__Your assignment__.
Locate the line with "Trace the outline of every instance of the <item>forest" in the material. Copy that line and each one after it, through the last, exactly and with nothing else.

__Information given__.
•••
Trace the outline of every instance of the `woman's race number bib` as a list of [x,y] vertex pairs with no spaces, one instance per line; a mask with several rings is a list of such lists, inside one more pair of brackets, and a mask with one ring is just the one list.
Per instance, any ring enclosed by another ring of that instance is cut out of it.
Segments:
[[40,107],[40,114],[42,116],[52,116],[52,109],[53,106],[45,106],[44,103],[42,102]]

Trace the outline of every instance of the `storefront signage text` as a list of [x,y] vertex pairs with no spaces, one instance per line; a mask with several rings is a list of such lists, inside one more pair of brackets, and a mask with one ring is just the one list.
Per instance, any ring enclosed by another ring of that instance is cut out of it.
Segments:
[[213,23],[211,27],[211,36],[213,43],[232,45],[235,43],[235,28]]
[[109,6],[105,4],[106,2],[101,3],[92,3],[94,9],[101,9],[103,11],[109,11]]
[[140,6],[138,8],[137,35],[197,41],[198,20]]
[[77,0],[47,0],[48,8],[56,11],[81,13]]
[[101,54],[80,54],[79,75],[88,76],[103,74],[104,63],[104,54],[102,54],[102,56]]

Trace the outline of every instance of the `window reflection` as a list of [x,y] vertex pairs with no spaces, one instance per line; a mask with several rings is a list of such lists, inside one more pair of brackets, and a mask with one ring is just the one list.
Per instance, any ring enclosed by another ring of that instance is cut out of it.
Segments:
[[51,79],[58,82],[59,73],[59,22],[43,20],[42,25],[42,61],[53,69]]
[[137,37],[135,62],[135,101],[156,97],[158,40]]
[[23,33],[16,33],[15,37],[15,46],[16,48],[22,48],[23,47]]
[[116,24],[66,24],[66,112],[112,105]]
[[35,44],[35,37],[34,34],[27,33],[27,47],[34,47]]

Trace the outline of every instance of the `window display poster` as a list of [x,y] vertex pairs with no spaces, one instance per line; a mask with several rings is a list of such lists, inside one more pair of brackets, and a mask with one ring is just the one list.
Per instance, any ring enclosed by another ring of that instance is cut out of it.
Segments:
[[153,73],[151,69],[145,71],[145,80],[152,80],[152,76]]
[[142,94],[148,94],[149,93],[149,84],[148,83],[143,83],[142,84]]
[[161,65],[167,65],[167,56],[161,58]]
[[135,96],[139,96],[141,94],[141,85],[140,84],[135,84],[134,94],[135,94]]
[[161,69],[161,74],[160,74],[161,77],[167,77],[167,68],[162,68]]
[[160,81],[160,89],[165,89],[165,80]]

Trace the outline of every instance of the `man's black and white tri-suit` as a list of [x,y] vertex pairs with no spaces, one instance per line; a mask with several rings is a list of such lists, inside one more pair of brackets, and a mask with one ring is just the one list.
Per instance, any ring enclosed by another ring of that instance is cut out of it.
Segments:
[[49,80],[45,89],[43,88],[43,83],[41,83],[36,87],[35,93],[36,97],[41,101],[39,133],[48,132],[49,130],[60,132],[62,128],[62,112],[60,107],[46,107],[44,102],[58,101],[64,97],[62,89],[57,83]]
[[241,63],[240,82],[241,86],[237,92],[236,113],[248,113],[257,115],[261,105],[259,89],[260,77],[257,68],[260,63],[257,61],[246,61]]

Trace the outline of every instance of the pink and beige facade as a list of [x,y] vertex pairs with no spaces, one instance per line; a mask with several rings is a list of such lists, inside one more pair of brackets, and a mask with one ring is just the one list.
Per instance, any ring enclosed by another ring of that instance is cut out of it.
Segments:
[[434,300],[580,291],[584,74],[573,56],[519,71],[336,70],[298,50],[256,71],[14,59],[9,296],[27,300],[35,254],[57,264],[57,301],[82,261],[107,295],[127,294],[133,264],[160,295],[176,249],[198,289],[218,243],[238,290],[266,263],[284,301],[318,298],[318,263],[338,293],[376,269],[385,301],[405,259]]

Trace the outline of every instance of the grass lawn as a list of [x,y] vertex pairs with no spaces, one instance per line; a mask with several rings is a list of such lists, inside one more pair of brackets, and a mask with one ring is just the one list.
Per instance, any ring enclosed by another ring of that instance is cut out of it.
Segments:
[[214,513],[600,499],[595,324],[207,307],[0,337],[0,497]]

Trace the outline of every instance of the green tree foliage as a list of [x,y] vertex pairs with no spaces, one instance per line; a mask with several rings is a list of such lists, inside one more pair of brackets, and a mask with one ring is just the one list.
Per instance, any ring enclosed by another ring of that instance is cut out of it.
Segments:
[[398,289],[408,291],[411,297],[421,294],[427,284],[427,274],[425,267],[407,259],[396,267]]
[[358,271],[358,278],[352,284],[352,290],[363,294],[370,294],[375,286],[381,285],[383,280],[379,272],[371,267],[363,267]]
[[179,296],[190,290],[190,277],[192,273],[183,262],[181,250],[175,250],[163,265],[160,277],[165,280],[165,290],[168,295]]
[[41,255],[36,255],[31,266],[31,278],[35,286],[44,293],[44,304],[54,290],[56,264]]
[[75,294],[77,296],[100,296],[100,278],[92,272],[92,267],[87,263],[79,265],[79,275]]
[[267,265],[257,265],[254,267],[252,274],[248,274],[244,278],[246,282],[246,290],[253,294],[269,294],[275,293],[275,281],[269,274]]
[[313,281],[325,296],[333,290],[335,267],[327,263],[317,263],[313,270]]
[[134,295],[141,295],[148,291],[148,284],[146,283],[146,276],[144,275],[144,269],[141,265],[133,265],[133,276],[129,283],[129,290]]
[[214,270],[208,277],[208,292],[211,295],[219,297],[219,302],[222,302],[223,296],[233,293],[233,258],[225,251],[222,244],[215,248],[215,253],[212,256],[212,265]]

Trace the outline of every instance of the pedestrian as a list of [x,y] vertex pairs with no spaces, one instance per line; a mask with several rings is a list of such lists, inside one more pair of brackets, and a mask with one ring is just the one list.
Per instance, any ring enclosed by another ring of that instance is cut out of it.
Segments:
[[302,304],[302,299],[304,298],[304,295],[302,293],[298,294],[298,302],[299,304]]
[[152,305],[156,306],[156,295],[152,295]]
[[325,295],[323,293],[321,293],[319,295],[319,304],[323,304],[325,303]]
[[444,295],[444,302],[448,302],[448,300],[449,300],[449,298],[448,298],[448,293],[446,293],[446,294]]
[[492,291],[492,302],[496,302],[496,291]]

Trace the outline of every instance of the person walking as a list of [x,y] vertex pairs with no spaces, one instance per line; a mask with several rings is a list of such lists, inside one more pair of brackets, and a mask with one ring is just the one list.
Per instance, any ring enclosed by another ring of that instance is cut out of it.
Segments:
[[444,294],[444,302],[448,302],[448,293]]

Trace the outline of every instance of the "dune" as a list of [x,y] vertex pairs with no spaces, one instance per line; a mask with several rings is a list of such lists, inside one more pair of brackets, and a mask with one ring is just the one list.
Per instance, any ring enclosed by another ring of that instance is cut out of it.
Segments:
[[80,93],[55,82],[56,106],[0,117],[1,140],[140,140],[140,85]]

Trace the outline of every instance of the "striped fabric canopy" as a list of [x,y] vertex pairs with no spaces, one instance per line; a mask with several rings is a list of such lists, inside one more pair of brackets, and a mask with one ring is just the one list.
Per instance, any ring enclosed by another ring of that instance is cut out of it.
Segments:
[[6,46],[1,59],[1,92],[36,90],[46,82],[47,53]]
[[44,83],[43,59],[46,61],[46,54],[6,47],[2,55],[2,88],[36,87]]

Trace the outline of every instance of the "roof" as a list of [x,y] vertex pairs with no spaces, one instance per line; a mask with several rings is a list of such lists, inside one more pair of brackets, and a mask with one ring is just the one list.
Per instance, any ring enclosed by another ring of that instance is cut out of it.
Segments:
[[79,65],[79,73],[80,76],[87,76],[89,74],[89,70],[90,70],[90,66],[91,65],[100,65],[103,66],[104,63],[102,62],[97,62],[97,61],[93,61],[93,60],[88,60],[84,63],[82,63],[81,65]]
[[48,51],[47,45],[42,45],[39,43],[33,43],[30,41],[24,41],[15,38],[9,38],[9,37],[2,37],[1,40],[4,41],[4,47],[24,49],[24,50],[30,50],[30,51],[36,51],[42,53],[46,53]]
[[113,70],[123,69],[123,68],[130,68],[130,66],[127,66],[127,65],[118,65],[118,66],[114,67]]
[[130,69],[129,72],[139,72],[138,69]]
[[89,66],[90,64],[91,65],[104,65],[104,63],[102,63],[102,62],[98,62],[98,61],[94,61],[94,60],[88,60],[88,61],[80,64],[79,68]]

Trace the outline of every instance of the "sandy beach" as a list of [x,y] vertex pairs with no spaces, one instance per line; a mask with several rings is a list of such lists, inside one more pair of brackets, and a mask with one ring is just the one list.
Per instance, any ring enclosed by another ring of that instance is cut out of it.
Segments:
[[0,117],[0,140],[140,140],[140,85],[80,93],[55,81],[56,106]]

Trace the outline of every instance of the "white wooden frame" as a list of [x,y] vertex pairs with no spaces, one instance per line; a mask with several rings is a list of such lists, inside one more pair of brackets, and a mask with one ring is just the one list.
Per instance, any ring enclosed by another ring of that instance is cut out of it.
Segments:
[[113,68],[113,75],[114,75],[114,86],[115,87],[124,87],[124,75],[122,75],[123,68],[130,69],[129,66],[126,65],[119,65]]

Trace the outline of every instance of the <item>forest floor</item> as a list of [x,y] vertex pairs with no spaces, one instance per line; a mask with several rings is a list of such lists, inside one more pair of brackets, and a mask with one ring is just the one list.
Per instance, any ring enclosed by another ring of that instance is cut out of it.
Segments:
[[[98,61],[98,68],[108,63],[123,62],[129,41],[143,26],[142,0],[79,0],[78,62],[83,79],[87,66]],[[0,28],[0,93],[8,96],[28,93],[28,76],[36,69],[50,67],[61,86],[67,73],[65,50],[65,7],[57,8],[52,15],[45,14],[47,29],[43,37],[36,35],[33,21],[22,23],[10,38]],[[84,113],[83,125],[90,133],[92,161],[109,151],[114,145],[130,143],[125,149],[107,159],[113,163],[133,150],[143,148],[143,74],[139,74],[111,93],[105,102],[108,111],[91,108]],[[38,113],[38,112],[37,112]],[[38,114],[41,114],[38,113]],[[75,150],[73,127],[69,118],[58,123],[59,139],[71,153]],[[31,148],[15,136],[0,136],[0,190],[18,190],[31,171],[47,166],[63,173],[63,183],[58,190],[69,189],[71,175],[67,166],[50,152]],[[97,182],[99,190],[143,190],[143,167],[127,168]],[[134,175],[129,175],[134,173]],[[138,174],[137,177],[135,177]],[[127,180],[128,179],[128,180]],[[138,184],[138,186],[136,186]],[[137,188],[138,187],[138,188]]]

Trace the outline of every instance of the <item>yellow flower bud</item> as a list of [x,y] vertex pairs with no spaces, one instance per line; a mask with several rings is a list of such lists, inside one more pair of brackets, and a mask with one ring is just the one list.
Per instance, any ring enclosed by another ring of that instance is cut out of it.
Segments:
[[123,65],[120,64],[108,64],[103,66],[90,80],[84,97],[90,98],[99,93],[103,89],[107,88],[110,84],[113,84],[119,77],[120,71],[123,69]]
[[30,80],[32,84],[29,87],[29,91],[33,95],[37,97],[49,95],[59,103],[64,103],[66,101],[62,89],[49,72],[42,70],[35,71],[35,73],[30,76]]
•••
__Task solution__.
Trace the outline of every instance of the <item>forest floor</item> as a list of [x,y] vertex pairs with no spaces, one instance per line; a mask with several rings is a list of such lists, inside one more pair of brackets, and a mask with one ring is just the one list.
Per instance, any ring enclosed by another ring of that instance is cut out of it.
Segments:
[[[98,61],[98,68],[108,63],[123,62],[129,41],[143,26],[142,0],[79,0],[78,62],[83,79],[87,66]],[[0,28],[0,93],[8,96],[28,93],[28,76],[36,69],[50,67],[61,86],[67,73],[65,50],[65,7],[57,8],[52,15],[45,14],[47,29],[43,37],[36,35],[33,21],[22,23],[10,38]],[[84,113],[83,125],[90,133],[92,161],[109,151],[114,145],[130,143],[125,149],[107,159],[113,163],[133,150],[143,148],[143,74],[139,74],[111,93],[105,102],[108,111],[91,108]],[[38,113],[38,112],[37,112]],[[38,114],[41,114],[38,113]],[[75,150],[73,127],[69,118],[58,123],[59,139],[71,153]],[[31,148],[15,136],[0,136],[0,190],[18,190],[31,171],[47,166],[63,173],[63,183],[58,190],[69,189],[71,175],[67,166],[50,152]],[[97,182],[99,190],[143,190],[143,167],[127,168]],[[134,175],[129,175],[134,173]],[[138,174],[137,177],[135,177]],[[127,180],[128,179],[128,180]],[[138,184],[138,186],[136,186]],[[137,188],[138,187],[138,188]]]

Trace the outline of every instance of the <item>yellow flower bud</item> as a list of [x,y] vertex pairs with no spaces, one instance per line; a mask with several rings is a list of such lists, inside one more pair of brackets, and a mask with one ring is just the one list.
Per instance, any ring enclosed by another ring of that instance is cut out of it.
Segments:
[[123,65],[120,64],[108,64],[103,66],[90,80],[84,97],[90,98],[99,93],[103,89],[107,88],[110,84],[113,84],[119,77],[120,71],[123,69]]
[[30,80],[32,84],[29,87],[29,91],[33,95],[37,97],[49,95],[59,103],[64,103],[66,101],[62,89],[49,72],[42,70],[35,71],[35,73],[30,76]]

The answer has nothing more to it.